[Object outline annotations]
-- start --
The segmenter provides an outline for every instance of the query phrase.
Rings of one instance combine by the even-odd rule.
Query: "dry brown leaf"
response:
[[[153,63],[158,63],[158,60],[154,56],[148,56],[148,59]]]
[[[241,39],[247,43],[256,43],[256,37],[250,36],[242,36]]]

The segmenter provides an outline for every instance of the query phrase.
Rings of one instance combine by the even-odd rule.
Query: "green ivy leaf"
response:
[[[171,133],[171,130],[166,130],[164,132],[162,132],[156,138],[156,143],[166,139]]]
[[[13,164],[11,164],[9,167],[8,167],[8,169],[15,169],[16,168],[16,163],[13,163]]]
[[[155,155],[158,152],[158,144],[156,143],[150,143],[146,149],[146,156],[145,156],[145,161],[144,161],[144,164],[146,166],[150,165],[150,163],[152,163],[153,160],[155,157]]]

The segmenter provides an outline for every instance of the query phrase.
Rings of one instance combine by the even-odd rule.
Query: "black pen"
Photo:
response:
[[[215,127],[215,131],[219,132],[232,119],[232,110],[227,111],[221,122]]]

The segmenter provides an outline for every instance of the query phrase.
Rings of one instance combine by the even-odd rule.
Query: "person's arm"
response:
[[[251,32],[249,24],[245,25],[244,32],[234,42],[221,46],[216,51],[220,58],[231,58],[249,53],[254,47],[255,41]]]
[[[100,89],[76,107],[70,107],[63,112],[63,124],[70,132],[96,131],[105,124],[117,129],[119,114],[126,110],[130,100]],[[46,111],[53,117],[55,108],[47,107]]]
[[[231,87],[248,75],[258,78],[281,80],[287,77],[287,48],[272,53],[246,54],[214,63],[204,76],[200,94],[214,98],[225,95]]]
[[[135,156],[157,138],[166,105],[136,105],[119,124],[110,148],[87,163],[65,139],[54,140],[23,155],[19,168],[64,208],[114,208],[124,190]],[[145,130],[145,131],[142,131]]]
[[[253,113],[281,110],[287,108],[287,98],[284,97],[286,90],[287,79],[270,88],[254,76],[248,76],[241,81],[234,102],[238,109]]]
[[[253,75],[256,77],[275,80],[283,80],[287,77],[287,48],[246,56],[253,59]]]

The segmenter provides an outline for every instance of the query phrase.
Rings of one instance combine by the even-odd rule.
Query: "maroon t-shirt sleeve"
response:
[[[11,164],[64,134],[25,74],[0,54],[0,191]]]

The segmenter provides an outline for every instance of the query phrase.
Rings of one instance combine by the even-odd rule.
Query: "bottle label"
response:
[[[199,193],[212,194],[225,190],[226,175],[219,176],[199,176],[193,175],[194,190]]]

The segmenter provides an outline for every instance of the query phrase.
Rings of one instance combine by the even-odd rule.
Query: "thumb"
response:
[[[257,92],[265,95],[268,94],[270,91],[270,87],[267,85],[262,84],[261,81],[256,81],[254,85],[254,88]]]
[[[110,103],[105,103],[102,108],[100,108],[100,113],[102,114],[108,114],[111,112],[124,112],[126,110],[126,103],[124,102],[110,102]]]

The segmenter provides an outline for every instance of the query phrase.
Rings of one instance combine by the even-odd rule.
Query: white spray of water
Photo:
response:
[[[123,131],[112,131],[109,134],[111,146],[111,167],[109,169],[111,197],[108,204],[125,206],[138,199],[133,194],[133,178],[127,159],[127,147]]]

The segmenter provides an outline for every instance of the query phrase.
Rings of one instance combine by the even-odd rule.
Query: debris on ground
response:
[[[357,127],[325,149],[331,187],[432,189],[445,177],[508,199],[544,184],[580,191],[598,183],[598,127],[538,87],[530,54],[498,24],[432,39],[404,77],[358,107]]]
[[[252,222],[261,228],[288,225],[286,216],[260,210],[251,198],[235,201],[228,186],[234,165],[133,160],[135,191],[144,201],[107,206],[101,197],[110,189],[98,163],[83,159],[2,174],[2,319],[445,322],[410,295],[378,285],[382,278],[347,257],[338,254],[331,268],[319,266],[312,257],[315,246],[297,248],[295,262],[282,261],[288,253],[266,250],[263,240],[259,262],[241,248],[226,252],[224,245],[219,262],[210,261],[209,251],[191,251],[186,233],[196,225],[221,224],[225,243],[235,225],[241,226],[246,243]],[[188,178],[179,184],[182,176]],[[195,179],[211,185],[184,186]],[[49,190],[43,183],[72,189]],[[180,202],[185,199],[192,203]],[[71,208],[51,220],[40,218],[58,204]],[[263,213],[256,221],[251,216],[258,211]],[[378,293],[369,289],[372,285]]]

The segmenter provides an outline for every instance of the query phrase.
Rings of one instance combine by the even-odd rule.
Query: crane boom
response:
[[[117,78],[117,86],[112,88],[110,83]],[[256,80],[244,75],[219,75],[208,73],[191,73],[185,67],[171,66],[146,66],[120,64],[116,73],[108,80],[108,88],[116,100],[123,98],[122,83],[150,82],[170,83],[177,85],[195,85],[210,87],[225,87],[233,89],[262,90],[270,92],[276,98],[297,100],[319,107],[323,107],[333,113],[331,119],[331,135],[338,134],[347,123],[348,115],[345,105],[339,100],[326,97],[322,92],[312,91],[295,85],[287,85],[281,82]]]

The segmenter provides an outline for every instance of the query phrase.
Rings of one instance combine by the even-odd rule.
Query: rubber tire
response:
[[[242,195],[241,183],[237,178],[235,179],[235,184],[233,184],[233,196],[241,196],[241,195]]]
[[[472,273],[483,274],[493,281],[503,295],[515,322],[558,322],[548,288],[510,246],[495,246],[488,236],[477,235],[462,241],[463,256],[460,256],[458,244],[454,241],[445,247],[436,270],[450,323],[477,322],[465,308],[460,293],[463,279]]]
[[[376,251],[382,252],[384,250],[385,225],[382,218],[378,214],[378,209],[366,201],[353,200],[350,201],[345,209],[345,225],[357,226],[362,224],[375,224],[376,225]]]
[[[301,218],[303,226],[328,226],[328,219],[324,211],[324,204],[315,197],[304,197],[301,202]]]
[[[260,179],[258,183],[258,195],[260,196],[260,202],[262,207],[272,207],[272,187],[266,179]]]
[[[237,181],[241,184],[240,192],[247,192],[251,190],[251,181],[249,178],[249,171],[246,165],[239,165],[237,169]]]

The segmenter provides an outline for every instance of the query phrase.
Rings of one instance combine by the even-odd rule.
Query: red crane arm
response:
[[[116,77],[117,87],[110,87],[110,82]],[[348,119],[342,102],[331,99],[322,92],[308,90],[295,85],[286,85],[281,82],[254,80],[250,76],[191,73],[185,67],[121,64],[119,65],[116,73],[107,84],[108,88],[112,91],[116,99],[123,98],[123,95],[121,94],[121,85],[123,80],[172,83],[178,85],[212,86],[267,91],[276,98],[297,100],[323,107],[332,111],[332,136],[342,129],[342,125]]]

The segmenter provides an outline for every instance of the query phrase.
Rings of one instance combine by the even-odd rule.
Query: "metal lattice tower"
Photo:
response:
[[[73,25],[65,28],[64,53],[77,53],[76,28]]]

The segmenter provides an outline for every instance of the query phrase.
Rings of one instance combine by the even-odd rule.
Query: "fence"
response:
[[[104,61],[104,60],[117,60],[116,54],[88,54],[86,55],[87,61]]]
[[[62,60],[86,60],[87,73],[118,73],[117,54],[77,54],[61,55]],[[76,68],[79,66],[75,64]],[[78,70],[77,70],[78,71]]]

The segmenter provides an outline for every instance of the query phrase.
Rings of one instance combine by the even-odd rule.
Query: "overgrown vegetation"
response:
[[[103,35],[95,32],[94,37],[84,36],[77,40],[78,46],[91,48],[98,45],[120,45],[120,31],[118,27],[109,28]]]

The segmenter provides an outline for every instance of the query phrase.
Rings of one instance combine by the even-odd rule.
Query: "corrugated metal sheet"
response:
-- end --
**TASK TO CARRY OUT**
Turn every line of the entries above into a numbered list, and leave out the blank lines.

**EXERCISE RESPONSE**
1. The segmenter provides an outline for every instance of the query phrase.
2. Rings of one instance combine by the even-odd rule.
3. Query: "dry brown leaf"
4. response:
5. [[[153,63],[158,63],[158,60],[154,56],[148,56],[148,59]]]
6. [[[241,39],[247,43],[256,43],[256,37],[250,36],[242,36]]]
7. The segmenter provides an outline for every instance of the query phrase.
8. Rings of one instance combine by the even-odd rule.
9. Query: "green ivy leaf"
10. response:
11. [[[171,133],[171,130],[166,130],[164,132],[162,132],[156,138],[156,143],[166,139]]]
12. [[[13,164],[11,164],[9,167],[8,167],[8,169],[15,169],[16,168],[16,163],[13,163]]]
13. [[[155,155],[158,152],[158,144],[156,143],[150,143],[146,149],[146,156],[145,156],[145,161],[144,161],[144,164],[146,166],[150,165],[150,163],[152,163],[153,160],[155,157]]]
14. The segmenter provides an outline for every instance of the query phrase.
15. Rings of one instance combine by the even-odd rule.
16. Query: "black pen"
17. Photo:
18. response:
19. [[[215,127],[215,131],[219,132],[232,119],[232,110],[227,111],[221,122]]]
20. The segmenter provides an outline for every instance of the query phrase.
21. Rings of one instance combine by the even-odd rule.
22. Query: "person's arm"
23. response:
24. [[[251,32],[249,24],[245,25],[244,32],[234,42],[221,46],[216,51],[220,58],[231,58],[249,53],[254,47],[255,41]]]
25. [[[100,89],[76,107],[70,107],[63,112],[63,124],[70,132],[96,131],[105,124],[117,129],[119,114],[126,110],[130,100]],[[46,111],[53,117],[55,108],[47,107]]]
26. [[[231,87],[248,75],[258,78],[281,80],[287,77],[287,48],[272,53],[246,54],[214,63],[204,76],[200,94],[214,98],[225,95]]]
27. [[[135,156],[157,138],[166,105],[136,105],[119,124],[110,148],[87,163],[65,139],[54,140],[23,155],[19,168],[64,208],[114,208],[124,190]],[[145,130],[145,131],[142,131]]]
28. [[[253,113],[281,110],[287,108],[287,98],[284,97],[286,90],[287,79],[270,88],[254,76],[248,76],[241,81],[234,102],[238,109]]]
29. [[[253,75],[256,77],[275,80],[283,80],[287,77],[287,48],[246,56],[253,59]]]
30. The segmenter provides an outline for every instance of the query phrase.
31. Rings of one instance combine by the even-odd rule.
32. Query: "maroon t-shirt sleeve"
33. response:
34. [[[11,164],[64,134],[25,74],[0,54],[0,191]]]
35. The segmenter provides an outline for every instance of the query phrase.
36. Rings of one instance combine by the even-odd rule.
37. Query: "bottle label"
38. response:
39. [[[199,193],[212,194],[225,190],[226,175],[219,176],[199,176],[193,175],[194,190]]]
40. The segmenter provides an outline for every instance of the query phrase.
41. Rings of one instance combine by the even-odd rule.
42. Query: "thumb"
43. response:
44. [[[257,92],[265,95],[268,94],[270,91],[270,87],[267,85],[262,84],[261,81],[256,81],[254,85],[254,88]]]
45. [[[110,103],[105,103],[102,108],[100,108],[100,113],[102,114],[108,114],[111,112],[124,112],[126,110],[126,103],[124,102],[110,102]]]
46. The segmenter provides an outline for every instance of the query phrase.
47. Rings of one instance combine by the even-odd rule.
48. Query: white spray of water
49. Photo:
50. response:
51. [[[123,131],[112,131],[109,134],[111,146],[111,167],[109,169],[111,197],[108,204],[125,206],[138,199],[133,194],[133,178],[127,159],[127,147]]]
52. The segmenter provides an outline for every instance of the query phrase.
53. Rings of one instance combine by the even-odd rule.
54. Query: debris on ground
55. response:
56. [[[357,127],[325,149],[331,187],[432,189],[445,177],[508,199],[544,184],[580,191],[598,183],[598,127],[538,87],[530,54],[498,24],[432,39],[404,77],[358,107]]]
57. [[[252,222],[261,228],[288,225],[286,216],[260,210],[251,198],[235,201],[228,186],[234,165],[133,160],[135,191],[144,201],[107,206],[101,197],[110,189],[98,163],[83,159],[2,174],[2,319],[445,322],[410,295],[378,285],[382,278],[347,257],[338,254],[331,268],[319,266],[312,257],[315,246],[297,248],[295,262],[282,261],[288,253],[266,250],[263,240],[259,262],[241,248],[226,252],[224,245],[219,262],[210,261],[209,251],[191,251],[186,233],[196,225],[221,224],[225,243],[235,225],[241,226],[246,243]],[[188,178],[179,184],[182,176]],[[195,179],[211,185],[184,186]],[[49,190],[43,183],[72,189]],[[180,202],[185,199],[192,203]],[[71,208],[51,220],[40,218],[58,204]],[[263,213],[256,221],[251,216],[258,211]],[[378,293],[369,289],[372,285]]]
58. The segmenter provides an outline for every instance of the query phrase.
59. Rings of one instance combine by the even-odd rule.
60. Query: crane boom
61. response:
62. [[[117,78],[117,86],[112,88],[110,83]],[[256,80],[244,75],[219,75],[208,73],[191,73],[185,67],[171,66],[146,66],[120,64],[116,73],[108,80],[108,88],[116,100],[123,98],[122,83],[150,82],[170,83],[177,85],[195,85],[210,87],[225,87],[233,89],[262,90],[270,92],[276,98],[297,100],[319,107],[323,107],[333,113],[331,119],[331,135],[338,134],[347,123],[348,115],[345,105],[339,100],[326,97],[322,92],[312,91],[295,85],[287,85],[281,82]]]
63. The segmenter provides an outline for every instance of the query phrase.
64. Rings of one instance combine by the even-odd rule.
65. Query: rubber tire
66. response:
67. [[[242,195],[241,183],[237,178],[235,179],[235,184],[233,184],[233,196],[241,196],[241,195]]]
68. [[[472,273],[483,274],[493,281],[503,295],[515,322],[558,322],[548,288],[510,246],[495,246],[488,236],[477,235],[462,241],[463,256],[460,256],[458,244],[454,241],[445,247],[436,270],[450,323],[477,322],[465,308],[460,293],[463,279]]]
69. [[[376,251],[382,252],[384,250],[385,225],[382,218],[378,214],[378,209],[366,201],[353,200],[350,201],[345,209],[345,225],[357,226],[362,224],[375,224],[376,225]]]
70. [[[301,218],[303,226],[328,226],[328,219],[324,211],[324,204],[315,197],[304,197],[301,202]]]
71. [[[260,179],[258,183],[258,195],[260,196],[260,202],[262,207],[272,207],[272,187],[266,179]]]
72. [[[237,181],[241,184],[240,192],[247,192],[251,190],[251,181],[249,178],[249,171],[246,165],[239,165],[237,169]]]
73. The segmenter provides an outline for every instance of the query phrase.
74. Rings of one instance combine by the even-odd rule.
75. Query: red crane arm
76. response:
77. [[[116,77],[117,87],[110,87],[110,82]],[[348,119],[342,102],[331,99],[322,92],[308,90],[295,85],[286,85],[281,82],[254,80],[250,76],[191,73],[185,67],[121,64],[119,65],[116,73],[107,84],[108,88],[112,91],[116,99],[123,98],[123,95],[121,94],[121,85],[123,80],[172,83],[178,85],[212,86],[267,91],[276,98],[297,100],[323,107],[332,111],[332,136],[342,129],[342,125]]]
78. The segmenter provides an outline for every instance of the query phrase.
79. Rings of one instance combine by the even-odd rule.
80. Query: "metal lattice tower"
81. Photo:
82. response:
83. [[[73,25],[65,28],[64,53],[77,53],[76,28]]]
84. The segmenter provides an outline for every instance of the query phrase.
85. Rings of one instance combine by the even-odd rule.
86. Query: "fence"
87. response:
88. [[[104,61],[104,60],[117,60],[116,54],[88,54],[86,55],[87,61]]]
89. [[[62,60],[86,60],[87,73],[118,73],[117,54],[77,54],[61,55]],[[76,68],[79,66],[75,64]],[[78,70],[77,70],[78,71]]]
90. The segmenter provides an outline for every instance of the query phrase.
91. Rings of one instance combine by the even-odd rule.
92. Query: "overgrown vegetation"
93. response:
94. [[[103,35],[95,32],[94,37],[84,36],[77,40],[78,46],[91,48],[98,45],[120,45],[120,31],[118,27],[109,28]]]
95. The segmenter provides an outline for every instance of the query phrase.
96. Rings of one instance combine by the even-odd rule.
97. Query: "corrugated metal sheet"
98. response:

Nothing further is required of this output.